— Working data —
====

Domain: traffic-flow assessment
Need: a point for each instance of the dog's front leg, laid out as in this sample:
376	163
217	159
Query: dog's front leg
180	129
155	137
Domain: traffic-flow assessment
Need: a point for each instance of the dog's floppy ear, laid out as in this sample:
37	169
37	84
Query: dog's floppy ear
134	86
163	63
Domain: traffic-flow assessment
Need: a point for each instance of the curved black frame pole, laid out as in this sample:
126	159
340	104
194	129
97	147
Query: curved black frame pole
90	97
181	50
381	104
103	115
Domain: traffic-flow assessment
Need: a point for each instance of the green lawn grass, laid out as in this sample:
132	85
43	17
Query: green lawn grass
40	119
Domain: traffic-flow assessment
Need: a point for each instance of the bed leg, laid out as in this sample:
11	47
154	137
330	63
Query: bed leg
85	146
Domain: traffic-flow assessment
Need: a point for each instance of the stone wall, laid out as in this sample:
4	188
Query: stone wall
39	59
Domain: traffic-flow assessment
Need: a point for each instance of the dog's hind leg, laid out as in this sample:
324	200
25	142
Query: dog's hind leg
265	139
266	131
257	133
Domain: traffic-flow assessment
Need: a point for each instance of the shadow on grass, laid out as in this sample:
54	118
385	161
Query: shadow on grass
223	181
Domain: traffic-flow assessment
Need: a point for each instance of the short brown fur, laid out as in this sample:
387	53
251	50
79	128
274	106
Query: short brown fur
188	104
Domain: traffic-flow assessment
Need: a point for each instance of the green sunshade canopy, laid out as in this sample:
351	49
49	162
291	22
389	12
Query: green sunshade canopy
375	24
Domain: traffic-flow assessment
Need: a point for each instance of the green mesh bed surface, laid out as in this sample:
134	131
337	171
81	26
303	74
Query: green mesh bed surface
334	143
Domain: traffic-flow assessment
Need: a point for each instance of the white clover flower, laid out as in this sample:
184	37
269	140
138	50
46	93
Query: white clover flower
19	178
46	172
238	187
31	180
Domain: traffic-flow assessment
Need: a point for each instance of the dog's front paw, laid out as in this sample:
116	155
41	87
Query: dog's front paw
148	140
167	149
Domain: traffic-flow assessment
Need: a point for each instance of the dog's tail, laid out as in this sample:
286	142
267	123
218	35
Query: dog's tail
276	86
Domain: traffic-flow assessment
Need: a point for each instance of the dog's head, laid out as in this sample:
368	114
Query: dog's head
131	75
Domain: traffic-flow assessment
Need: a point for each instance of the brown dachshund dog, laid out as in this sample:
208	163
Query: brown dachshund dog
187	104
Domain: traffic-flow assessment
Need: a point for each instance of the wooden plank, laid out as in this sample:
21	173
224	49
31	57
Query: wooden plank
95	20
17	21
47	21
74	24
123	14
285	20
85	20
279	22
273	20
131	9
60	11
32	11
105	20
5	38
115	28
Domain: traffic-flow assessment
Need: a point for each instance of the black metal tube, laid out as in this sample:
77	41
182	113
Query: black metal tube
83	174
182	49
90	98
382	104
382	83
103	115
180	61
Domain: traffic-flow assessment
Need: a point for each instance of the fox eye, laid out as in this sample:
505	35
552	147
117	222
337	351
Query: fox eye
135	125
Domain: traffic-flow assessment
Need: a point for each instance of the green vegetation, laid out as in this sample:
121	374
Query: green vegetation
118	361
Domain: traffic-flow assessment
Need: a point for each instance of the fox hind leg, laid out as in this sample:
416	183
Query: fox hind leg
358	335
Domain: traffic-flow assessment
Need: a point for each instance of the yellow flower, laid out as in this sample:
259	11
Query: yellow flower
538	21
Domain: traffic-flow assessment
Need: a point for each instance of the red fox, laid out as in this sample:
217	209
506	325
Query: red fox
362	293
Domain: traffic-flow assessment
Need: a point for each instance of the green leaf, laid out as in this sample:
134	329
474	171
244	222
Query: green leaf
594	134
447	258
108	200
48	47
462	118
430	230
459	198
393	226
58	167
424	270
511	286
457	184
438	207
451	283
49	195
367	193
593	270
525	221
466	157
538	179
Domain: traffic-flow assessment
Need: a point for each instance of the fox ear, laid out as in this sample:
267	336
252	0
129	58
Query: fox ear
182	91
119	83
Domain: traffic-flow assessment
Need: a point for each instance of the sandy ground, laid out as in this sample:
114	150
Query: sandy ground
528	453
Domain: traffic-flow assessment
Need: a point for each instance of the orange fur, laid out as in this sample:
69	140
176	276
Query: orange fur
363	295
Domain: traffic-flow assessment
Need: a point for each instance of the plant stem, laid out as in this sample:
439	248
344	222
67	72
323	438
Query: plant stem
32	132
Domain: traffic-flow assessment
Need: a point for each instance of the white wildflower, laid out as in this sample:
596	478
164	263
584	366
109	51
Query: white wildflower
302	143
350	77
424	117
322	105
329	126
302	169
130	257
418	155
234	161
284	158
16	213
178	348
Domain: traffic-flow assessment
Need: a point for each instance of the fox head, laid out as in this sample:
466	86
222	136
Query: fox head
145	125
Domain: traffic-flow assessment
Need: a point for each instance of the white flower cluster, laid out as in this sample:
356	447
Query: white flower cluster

====

— Goal of the exercise —
Locate every line in the items above that contains the word "brown" and copy each of those lines out. Treat case as significant.

— Solution to this task —
Need: a point for each instance of the short brown fur, laid out as in this sample:
Query: short brown fur
Need: a point for each instance of the brown dachshund dog, laid out as in this sample:
Query: brown dachshund dog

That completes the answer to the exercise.